▶ **Supplied text**:
----

The biggest stories in Kenya currently revolve around the Supreme Court’s decision to annul the August 8 presidential election results and ordering fresh polls.
In Uganda, the story making headlines is the presidential age limit debate and the expected tabling of a Bill in parliament by the ruling NRM party seeking to delete Article 102 (b) on presidential age limit from the Constitution.
The article limits the age for anyone running for presidency to 75 years and President Museveni will be 77 in 2021 when the next elections will be held.
The opposition fiercely opposes the move and says it’s intended to only benefit Museveni whom them they accuse of harbouring intentions to be president for life.
At issue in both countries is whether democratic institutions can freely discharge their constitutional duties without interference.
Kenya and Uganda face a practical test on whether different arms of government (i.e. the judiciary, parliament and the executive) can peacefully and successfully mediate political conflicts.
In Kenya, the judges have already played their part. The onus is now on the electoral commission to organise free and fair fresh elections.
In Uganda, the challenge is for parliament to make a decision that serves the broader national interest, which is democratic consolidation.
What do the two stories tell us about democracy in the two countries and what can other East African countries learn from them?
Independence of the judiciary
First, the Kenyan case demonstrates that institutions are capable of playing their rightful constitutional roles.
However, as we have seen, for the independence of the judiciary to take root, it’s not enough for the judges to act independently; they need the support of all those who respect democracy.
For while President Uhuru Kenyatta said he accepted the court ruling, he later called the judges wakora (thugs) and there have been protests against the judiciary. This points to a lack of interest in judicial independence by some in the country.

----

▶ **Exercise prompt**:
Can you copy out the passage on Kenya and Uganda word for word, from its first sentence to its last? The data after this point is a separate body of material from the passage on Kenya and Uganda.

----

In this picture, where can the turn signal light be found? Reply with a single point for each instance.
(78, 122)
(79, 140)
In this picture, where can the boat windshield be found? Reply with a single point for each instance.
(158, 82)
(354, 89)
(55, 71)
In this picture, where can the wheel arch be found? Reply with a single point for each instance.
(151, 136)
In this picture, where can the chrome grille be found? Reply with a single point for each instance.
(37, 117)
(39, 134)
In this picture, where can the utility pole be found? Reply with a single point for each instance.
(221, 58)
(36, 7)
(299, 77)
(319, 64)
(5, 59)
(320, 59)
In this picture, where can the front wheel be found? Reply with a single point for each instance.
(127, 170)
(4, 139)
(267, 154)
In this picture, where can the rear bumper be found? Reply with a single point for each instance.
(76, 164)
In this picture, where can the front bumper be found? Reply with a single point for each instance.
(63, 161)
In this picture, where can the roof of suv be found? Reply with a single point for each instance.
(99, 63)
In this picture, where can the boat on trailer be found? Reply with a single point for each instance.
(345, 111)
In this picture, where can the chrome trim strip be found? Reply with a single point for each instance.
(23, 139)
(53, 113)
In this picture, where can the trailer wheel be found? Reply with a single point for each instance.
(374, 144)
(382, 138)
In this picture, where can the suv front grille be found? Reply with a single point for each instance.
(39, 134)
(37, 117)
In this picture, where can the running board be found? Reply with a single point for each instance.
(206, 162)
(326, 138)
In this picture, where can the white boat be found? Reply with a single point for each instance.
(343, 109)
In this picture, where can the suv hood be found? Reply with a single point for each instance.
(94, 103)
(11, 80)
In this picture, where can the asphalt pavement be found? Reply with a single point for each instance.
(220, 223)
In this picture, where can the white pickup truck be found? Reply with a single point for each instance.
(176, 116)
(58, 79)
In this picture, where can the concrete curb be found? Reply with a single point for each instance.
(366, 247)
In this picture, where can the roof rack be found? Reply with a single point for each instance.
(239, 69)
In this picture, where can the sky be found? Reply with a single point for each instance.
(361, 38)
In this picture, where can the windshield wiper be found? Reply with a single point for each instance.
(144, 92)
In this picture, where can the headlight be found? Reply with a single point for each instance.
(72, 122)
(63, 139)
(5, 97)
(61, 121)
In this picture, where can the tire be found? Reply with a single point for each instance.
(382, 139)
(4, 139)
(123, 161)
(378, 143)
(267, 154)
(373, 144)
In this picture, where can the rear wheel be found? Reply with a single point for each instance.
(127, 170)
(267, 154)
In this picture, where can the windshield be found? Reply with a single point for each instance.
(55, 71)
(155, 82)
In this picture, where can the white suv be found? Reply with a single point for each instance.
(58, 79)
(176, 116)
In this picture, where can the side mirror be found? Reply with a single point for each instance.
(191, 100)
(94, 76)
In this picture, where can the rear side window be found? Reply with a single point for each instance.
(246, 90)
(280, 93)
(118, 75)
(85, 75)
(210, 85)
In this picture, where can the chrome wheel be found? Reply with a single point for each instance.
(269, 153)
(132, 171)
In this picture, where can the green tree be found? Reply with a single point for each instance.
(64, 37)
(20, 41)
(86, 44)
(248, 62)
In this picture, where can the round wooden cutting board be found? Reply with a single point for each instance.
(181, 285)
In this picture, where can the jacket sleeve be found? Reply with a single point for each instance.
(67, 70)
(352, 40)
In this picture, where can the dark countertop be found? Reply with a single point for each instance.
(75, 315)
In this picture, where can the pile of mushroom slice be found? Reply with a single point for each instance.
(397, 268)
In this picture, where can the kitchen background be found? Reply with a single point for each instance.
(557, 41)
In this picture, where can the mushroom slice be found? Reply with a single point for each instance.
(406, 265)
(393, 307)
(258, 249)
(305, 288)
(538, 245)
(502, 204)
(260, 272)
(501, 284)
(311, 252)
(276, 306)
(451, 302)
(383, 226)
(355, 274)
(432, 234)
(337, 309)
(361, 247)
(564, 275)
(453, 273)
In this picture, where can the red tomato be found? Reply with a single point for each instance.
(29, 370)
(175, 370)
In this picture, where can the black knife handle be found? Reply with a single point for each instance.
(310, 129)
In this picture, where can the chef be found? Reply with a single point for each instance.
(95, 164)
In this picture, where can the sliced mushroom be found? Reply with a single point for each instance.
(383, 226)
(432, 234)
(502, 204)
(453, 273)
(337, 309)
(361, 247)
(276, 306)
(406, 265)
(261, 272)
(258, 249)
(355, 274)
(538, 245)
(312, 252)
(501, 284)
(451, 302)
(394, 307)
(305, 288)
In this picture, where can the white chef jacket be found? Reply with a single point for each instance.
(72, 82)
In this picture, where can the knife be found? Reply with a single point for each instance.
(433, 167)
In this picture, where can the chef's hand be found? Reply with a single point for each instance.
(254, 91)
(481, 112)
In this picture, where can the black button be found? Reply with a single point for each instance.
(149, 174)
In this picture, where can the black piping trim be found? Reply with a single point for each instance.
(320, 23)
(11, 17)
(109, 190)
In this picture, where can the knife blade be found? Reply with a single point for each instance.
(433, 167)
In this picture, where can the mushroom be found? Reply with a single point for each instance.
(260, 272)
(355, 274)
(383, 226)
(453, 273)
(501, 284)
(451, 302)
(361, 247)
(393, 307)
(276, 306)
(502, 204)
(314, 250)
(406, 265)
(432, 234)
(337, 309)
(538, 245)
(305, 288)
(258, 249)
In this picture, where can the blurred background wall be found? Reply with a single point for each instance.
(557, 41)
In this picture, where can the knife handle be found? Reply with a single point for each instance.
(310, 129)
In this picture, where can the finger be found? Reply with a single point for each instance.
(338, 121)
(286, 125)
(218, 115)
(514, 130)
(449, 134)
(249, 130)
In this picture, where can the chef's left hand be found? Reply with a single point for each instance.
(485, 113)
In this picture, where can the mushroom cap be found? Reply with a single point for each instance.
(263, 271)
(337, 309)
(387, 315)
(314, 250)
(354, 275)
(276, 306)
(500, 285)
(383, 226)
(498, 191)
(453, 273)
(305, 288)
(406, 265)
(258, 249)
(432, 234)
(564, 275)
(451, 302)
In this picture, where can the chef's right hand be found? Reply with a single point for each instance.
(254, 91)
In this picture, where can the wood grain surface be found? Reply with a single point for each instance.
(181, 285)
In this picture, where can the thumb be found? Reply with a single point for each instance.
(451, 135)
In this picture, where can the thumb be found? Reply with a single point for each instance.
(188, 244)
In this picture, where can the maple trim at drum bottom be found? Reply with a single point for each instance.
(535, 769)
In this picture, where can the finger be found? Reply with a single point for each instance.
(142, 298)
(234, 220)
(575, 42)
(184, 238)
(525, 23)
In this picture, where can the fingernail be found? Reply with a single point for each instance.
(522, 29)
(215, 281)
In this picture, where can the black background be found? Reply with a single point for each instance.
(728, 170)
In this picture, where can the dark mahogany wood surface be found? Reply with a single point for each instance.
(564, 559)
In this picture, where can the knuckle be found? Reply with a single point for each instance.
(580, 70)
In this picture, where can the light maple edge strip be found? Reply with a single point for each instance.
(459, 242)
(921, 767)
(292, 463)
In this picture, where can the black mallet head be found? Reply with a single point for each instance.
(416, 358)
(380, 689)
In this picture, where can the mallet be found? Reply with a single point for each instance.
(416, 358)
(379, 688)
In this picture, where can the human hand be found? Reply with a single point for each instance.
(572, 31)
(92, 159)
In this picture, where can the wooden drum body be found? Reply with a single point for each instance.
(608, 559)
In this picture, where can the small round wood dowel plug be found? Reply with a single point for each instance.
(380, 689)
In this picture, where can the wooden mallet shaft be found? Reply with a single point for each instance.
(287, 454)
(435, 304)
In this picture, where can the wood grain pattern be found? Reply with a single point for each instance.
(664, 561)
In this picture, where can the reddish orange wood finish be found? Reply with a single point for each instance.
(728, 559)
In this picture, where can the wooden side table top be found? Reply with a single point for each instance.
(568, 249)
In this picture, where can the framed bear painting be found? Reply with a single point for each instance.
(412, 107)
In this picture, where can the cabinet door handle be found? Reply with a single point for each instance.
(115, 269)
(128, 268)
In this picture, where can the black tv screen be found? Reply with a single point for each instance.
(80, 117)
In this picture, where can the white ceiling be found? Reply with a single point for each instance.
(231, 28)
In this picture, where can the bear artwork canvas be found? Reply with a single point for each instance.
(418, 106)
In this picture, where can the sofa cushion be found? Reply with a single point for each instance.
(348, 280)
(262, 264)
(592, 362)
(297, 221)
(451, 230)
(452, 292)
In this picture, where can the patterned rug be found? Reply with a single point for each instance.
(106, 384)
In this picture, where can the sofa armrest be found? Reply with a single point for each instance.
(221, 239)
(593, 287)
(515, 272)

----

▶ **Answer for this exercise**:
The biggest stories in Kenya currently revolve around the Supreme Court’s decision to annul the August 8 presidential election results and ordering fresh polls.
In Uganda, the story making headlines is the presidential age limit debate and the expected tabling of a Bill in parliament by the ruling NRM party seeking to delete Article 102 (b) on presidential age limit from the Constitution.
The article limits the age for anyone running for presidency to 75 years and President Museveni will be 77 in 2021 when the next elections will be held.
The opposition fiercely opposes the move and says it’s intended to only benefit Museveni whom them they accuse of harbouring intentions to be president for life.
At issue in both countries is whether democratic institutions can freely discharge their constitutional duties without interference.
Kenya and Uganda face a practical test on whether different arms of government (i.e. the judiciary, parliament and the executive) can peacefully and successfully mediate political conflicts.
In Kenya, the judges have already played their part. The onus is now on the electoral commission to organise free and fair fresh elections.
In Uganda, the challenge is for parliament to make a decision that serves the broader national interest, which is democratic consolidation.
What do the two stories tell us about democracy in the two countries and what can other East African countries learn from them?
Independence of the judiciary
First, the Kenyan case demonstrates that institutions are capable of playing their rightful constitutional roles.
However, as we have seen, for the independence of the judiciary to take root, it’s not enough for the judges to act independently; they need the support of all those who respect democracy.
For while President Uhuru Kenyatta said he accepted the court ruling, he later called the judges wakora (thugs) and there have been protests against the judiciary. This points to a lack of interest in judicial independence by some in the country.